(Segmentation mask data)
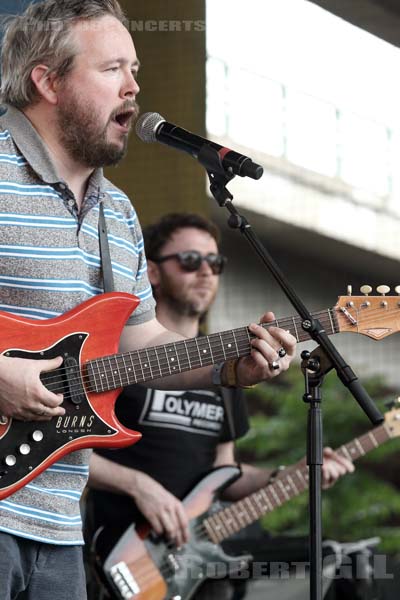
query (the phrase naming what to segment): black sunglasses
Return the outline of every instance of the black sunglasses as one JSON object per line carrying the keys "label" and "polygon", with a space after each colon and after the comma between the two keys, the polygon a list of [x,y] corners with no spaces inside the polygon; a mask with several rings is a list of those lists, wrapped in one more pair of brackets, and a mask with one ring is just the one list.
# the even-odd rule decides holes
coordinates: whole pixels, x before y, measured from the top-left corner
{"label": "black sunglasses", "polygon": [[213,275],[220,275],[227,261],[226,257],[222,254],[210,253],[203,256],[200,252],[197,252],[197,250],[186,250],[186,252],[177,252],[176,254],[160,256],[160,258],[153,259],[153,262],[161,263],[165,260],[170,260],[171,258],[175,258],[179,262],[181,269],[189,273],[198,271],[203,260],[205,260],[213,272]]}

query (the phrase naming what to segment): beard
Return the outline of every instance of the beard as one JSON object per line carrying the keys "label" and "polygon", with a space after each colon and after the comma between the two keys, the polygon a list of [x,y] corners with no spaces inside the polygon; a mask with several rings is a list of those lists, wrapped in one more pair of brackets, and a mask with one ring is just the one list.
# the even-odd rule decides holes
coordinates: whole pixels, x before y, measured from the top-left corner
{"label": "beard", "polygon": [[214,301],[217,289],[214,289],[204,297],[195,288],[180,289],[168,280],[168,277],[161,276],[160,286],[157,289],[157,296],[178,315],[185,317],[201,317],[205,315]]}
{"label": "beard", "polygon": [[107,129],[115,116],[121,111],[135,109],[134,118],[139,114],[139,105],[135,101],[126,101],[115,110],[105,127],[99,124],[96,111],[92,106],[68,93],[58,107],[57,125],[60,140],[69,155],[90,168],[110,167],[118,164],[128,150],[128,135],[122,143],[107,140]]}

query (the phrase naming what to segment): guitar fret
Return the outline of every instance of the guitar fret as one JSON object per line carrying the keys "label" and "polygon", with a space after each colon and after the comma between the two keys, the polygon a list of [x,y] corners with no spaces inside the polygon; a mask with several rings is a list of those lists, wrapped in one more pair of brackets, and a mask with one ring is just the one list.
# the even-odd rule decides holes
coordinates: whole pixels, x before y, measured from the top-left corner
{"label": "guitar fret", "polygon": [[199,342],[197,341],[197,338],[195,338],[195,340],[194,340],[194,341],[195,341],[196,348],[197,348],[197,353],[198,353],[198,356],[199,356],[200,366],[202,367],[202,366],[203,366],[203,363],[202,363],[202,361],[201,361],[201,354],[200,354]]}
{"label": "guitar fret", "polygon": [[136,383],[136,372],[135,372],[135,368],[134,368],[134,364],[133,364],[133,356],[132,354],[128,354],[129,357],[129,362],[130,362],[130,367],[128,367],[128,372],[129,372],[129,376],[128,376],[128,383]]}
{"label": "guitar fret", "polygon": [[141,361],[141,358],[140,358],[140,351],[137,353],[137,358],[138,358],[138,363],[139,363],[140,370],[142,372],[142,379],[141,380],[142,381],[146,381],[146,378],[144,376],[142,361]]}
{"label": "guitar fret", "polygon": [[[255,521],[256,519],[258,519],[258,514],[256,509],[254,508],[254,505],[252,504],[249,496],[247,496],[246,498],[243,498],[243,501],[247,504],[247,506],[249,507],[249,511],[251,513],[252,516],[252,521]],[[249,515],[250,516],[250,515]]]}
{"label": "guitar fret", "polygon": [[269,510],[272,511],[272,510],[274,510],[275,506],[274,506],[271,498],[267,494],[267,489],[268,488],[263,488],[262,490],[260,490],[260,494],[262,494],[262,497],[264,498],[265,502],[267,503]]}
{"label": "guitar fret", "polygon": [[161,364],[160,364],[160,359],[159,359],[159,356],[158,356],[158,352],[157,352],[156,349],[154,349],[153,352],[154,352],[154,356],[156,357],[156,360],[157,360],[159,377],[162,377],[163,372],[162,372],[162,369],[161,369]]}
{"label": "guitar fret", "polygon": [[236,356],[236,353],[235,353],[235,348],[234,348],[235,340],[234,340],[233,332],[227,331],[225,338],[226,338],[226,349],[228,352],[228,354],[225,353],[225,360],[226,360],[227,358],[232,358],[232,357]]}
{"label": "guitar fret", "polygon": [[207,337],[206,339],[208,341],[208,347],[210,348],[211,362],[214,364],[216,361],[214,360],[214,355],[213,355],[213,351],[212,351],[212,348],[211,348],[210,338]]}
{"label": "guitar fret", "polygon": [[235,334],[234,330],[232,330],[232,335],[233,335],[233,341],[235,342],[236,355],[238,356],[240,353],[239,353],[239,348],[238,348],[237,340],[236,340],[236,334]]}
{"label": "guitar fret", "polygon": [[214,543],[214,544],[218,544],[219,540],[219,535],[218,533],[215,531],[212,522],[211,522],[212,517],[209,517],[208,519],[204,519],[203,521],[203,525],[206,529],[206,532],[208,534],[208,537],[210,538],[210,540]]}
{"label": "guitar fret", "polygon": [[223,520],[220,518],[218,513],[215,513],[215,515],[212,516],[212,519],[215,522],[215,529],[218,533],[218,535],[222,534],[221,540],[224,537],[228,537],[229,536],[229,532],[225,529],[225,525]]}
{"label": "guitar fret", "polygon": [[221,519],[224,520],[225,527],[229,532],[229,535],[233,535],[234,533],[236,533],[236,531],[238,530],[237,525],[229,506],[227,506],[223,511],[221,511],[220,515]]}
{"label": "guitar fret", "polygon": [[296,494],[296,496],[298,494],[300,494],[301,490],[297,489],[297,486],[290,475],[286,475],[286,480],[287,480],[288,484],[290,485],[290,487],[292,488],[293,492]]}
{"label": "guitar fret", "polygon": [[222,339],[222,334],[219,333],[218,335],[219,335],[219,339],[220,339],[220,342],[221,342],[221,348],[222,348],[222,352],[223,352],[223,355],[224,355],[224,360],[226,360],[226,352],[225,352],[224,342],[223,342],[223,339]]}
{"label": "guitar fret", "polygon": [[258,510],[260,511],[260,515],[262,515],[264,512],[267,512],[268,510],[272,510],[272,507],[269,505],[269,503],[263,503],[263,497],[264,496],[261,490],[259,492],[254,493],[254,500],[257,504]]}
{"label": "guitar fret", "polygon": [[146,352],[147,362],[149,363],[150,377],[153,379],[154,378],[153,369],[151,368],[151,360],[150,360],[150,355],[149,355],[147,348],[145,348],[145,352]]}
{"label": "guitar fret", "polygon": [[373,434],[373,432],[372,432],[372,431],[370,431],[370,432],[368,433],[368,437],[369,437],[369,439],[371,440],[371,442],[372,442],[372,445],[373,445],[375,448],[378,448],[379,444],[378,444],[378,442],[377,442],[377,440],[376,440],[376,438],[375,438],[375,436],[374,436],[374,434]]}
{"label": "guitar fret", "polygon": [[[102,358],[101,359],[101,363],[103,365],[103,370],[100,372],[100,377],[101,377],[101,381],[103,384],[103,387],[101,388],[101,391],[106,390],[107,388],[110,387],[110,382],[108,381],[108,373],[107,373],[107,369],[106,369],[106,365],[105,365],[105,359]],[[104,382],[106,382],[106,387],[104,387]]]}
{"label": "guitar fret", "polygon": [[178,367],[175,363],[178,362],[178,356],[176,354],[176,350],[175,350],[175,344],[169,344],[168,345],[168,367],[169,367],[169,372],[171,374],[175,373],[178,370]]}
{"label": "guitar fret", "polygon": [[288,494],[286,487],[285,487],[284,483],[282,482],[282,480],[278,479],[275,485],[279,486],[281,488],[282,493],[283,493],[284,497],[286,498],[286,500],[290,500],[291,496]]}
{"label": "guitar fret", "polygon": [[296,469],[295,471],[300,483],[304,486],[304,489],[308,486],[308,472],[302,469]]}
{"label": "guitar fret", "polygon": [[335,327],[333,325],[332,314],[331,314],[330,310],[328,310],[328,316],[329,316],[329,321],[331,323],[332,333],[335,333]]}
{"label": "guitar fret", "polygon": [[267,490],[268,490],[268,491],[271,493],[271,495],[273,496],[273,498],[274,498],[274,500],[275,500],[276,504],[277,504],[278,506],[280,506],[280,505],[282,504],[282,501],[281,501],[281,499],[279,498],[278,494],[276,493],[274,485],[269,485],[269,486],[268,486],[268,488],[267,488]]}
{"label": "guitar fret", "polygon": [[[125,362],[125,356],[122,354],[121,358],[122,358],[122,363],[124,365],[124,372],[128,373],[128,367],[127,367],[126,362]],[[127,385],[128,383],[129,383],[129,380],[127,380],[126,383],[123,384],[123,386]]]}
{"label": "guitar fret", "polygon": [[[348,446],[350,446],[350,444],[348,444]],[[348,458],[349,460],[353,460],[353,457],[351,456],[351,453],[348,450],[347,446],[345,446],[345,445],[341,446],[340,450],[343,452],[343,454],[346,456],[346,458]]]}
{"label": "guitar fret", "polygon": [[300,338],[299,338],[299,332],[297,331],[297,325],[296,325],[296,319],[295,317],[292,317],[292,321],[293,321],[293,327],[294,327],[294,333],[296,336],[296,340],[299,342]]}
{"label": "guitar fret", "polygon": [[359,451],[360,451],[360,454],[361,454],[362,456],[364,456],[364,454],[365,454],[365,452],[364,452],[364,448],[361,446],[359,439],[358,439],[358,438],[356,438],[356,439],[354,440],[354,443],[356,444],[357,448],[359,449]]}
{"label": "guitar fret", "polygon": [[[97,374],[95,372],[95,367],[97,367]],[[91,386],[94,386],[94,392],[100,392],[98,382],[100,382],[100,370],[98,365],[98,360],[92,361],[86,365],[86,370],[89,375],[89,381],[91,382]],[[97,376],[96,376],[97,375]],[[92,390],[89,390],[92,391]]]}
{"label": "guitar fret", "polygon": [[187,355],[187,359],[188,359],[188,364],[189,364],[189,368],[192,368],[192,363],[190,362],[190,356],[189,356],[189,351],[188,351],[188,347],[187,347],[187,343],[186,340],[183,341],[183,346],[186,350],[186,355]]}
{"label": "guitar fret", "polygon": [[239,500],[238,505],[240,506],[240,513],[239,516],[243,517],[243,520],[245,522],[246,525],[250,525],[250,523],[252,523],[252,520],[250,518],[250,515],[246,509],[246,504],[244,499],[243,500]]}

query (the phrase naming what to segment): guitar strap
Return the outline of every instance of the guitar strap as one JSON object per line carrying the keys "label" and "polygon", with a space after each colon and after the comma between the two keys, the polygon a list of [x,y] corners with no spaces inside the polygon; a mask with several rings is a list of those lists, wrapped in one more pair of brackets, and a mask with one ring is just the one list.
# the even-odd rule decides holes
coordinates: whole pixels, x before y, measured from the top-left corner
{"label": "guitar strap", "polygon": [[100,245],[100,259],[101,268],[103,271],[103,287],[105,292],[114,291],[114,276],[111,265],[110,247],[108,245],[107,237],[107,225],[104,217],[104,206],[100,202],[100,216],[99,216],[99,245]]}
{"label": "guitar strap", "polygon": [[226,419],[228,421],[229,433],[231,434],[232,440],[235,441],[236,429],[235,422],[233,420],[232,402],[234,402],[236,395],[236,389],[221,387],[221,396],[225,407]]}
==
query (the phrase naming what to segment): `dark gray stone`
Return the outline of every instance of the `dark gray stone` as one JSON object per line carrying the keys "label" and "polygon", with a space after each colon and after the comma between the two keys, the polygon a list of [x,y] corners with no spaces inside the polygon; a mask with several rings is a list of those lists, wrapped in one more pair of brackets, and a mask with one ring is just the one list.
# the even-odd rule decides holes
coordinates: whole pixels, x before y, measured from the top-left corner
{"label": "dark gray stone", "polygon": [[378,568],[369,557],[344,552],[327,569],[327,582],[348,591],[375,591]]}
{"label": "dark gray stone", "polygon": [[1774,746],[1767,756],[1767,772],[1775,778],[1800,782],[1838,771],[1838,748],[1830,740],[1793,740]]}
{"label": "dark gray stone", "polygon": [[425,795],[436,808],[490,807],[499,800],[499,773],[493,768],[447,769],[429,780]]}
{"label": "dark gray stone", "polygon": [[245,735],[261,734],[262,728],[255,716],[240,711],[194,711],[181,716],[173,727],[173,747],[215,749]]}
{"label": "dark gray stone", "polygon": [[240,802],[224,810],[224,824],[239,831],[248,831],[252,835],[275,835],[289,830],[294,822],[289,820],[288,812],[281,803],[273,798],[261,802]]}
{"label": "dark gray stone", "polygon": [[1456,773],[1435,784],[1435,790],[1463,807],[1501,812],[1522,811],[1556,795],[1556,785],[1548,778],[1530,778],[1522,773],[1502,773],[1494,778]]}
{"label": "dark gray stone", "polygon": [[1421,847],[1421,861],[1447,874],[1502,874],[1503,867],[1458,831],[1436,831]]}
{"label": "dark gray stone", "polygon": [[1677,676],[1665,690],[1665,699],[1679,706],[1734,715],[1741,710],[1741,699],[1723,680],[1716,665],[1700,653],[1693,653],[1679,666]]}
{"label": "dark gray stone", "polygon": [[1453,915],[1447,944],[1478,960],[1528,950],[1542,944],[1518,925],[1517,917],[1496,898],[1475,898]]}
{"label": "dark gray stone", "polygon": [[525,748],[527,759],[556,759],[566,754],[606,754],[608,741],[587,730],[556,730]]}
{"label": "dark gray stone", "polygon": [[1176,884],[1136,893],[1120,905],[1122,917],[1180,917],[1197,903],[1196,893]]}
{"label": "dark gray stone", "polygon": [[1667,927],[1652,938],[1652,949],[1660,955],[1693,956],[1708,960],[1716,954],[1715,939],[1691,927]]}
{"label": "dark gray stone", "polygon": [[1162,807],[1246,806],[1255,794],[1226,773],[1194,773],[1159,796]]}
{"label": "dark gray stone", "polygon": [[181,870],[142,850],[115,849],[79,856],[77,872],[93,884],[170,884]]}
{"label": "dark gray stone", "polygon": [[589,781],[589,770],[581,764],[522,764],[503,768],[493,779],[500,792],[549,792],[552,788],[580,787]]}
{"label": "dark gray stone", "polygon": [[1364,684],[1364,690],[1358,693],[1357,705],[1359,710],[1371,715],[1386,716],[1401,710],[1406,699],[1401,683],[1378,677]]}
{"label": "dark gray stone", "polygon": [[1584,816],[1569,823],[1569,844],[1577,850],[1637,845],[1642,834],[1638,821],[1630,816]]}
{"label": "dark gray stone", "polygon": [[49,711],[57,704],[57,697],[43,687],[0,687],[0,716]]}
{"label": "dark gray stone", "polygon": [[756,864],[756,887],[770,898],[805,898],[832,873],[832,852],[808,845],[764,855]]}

_Required work_: The answer is every line in the data where the word "phrase" appears.

_Solution to the problem_:
query (the phrase naming what to segment): black sunglasses
query (the phrase naming what to segment): beard
query (the phrase naming what to segment): guitar fret
query (the phrase naming what to segment): guitar strap
query (the phrase naming what to segment): `dark gray stone`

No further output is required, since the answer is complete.